(Outline annotation records)
══════

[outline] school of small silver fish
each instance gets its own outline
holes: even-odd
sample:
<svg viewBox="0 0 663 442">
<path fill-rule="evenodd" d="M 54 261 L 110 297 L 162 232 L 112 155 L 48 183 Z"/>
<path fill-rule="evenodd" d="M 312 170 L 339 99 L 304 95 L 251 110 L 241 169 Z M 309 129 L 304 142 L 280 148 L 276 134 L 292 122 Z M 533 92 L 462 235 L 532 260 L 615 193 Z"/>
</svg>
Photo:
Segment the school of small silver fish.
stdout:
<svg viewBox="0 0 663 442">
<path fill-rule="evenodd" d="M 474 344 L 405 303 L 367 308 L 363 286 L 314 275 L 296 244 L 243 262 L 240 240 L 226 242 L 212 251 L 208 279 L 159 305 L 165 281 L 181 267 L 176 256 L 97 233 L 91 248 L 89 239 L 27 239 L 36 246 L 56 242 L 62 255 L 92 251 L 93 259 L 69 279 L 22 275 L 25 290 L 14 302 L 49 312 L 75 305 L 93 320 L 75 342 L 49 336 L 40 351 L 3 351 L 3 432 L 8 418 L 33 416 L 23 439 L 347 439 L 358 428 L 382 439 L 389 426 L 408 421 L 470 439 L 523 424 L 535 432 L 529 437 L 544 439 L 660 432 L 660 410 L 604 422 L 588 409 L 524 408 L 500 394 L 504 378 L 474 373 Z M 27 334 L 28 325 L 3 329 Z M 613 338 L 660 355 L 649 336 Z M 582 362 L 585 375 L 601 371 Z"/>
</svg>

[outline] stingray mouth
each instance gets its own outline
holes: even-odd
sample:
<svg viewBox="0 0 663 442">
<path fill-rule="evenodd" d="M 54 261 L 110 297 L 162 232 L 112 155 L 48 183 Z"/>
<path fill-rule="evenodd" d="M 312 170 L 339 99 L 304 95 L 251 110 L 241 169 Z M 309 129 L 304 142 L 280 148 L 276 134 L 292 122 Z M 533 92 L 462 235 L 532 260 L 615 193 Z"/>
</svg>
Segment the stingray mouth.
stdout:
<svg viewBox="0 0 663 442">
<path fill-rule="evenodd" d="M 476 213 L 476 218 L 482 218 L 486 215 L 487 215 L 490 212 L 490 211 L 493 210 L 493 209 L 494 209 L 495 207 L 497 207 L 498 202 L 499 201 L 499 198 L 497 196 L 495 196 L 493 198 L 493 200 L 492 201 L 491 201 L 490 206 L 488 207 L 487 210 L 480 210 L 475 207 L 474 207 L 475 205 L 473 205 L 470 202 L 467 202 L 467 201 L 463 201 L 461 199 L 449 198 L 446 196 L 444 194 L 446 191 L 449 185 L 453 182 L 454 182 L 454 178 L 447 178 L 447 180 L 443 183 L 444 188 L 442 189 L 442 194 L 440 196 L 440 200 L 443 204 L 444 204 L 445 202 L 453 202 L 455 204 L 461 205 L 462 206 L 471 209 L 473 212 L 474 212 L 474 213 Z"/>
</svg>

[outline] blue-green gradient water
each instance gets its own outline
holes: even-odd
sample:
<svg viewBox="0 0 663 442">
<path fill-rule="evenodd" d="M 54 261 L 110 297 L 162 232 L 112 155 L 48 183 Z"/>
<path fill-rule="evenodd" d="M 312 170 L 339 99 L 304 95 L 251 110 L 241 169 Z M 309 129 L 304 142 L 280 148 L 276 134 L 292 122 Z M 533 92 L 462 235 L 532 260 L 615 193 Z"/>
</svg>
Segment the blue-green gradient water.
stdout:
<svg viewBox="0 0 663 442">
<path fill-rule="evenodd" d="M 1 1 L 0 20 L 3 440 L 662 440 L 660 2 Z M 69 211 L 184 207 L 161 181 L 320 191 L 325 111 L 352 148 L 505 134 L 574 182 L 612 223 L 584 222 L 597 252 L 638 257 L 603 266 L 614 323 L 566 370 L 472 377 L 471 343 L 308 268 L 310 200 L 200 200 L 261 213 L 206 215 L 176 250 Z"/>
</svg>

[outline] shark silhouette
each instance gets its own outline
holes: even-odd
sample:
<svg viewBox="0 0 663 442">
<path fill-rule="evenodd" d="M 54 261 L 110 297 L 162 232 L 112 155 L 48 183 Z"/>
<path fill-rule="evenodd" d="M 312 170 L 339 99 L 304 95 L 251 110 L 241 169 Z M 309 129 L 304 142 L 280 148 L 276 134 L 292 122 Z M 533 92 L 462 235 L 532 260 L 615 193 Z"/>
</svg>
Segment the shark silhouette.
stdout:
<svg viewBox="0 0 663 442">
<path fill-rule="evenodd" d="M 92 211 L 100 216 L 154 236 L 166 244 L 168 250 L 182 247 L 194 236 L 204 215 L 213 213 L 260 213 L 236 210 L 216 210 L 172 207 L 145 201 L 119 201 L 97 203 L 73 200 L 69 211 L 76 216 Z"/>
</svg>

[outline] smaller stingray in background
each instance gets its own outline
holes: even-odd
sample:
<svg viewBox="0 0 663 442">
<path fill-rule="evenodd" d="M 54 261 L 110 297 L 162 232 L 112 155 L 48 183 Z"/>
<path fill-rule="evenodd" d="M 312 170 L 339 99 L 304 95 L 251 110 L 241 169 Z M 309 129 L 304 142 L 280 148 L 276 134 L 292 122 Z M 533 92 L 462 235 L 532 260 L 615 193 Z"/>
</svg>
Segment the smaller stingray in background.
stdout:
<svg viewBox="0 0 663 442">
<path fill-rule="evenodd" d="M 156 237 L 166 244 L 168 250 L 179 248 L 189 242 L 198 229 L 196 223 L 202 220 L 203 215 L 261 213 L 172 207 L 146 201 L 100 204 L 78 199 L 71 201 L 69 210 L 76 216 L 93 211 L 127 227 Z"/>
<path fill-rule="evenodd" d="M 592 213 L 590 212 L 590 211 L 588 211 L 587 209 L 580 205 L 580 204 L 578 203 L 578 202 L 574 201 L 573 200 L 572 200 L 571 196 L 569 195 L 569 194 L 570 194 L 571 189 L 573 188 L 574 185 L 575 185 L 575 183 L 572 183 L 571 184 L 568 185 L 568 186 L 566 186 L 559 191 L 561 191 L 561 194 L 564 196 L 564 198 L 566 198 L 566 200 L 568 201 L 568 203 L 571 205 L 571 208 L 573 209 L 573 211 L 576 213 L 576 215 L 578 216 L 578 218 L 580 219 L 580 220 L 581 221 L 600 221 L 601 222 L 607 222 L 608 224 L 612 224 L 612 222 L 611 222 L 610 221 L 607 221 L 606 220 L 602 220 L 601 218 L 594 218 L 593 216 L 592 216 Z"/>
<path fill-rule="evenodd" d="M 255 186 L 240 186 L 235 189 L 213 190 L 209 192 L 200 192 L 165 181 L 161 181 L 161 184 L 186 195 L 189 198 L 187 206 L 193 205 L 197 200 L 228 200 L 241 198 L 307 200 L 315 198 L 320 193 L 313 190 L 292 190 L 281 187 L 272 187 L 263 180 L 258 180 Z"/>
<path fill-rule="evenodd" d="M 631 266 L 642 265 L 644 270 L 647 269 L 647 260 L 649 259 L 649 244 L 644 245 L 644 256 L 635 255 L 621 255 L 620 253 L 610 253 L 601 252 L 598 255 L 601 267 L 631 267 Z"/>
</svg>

══════

Reproduce the listing in full, starting with the line containing "[outline] smaller stingray in background" and going on through the end. In the answer SVG markup, shift every number, path coordinates and viewBox values alike, up by 22, and leave all other lines as they stand.

[outline] smaller stingray in background
each instance gets its own outline
holes: even-odd
sample:
<svg viewBox="0 0 663 442">
<path fill-rule="evenodd" d="M 54 261 L 110 297 L 162 232 L 112 155 L 48 183 Z"/>
<path fill-rule="evenodd" d="M 312 170 L 339 99 L 304 95 L 251 110 L 241 169 Z M 309 129 L 304 142 L 280 148 L 276 134 L 292 122 Z M 533 92 L 462 235 L 532 260 L 615 193 Z"/>
</svg>
Segment the smaller stingray in background.
stdout:
<svg viewBox="22 22 685 464">
<path fill-rule="evenodd" d="M 178 259 L 188 266 L 190 272 L 201 270 L 211 264 L 220 251 L 218 245 L 224 242 L 225 237 L 283 235 L 194 229 L 168 223 L 122 226 L 100 221 L 93 223 L 91 232 L 98 238 L 115 233 L 149 249 Z"/>
<path fill-rule="evenodd" d="M 614 235 L 612 234 L 612 233 L 610 233 L 609 231 L 602 227 L 602 226 L 600 225 L 600 224 L 596 223 L 595 222 L 594 222 L 593 218 L 591 217 L 591 216 L 592 216 L 593 211 L 595 210 L 596 207 L 597 207 L 597 205 L 594 205 L 593 206 L 590 207 L 590 208 L 588 208 L 581 213 L 583 213 L 583 216 L 586 218 L 586 220 L 588 220 L 588 222 L 590 223 L 590 225 L 593 227 L 593 230 L 595 231 L 595 233 L 598 235 L 598 237 L 600 238 L 600 240 L 602 241 L 602 242 L 603 243 L 622 243 L 623 244 L 629 244 L 630 246 L 634 246 L 634 244 L 633 244 L 632 243 L 629 243 L 628 242 L 624 242 L 623 240 L 616 240 L 615 238 L 614 238 Z"/>
<path fill-rule="evenodd" d="M 277 208 L 262 208 L 257 211 L 235 212 L 231 214 L 222 214 L 187 203 L 183 203 L 183 206 L 208 217 L 211 220 L 209 228 L 215 227 L 219 222 L 250 222 L 263 220 L 329 222 L 337 220 L 342 215 L 335 212 L 314 212 L 303 209 L 294 209 L 285 202 L 280 202 Z"/>
<path fill-rule="evenodd" d="M 653 288 L 664 287 L 666 292 L 669 291 L 669 282 L 671 281 L 671 266 L 666 267 L 666 278 L 657 277 L 643 277 L 642 275 L 632 275 L 623 274 L 620 277 L 623 289 L 653 289 Z"/>
</svg>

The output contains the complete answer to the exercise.